* What is asked *
Convert the material below into a two-column CSV with the header row request,answer and one row per request. Put each field in double quotes and replace any line breaks within a field with spaces.
.....
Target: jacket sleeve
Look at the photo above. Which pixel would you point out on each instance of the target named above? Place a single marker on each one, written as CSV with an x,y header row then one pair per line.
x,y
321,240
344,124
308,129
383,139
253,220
.....
* Exercise result *
request,answer
"Target: jacket sleeve Look at the photo above. Which pixel would you point out on each instance of the target named above? Place a single marker on each one, written as CSV with an x,y header row then one pair per line.","x,y 321,240 344,124 308,129 383,139 253,220"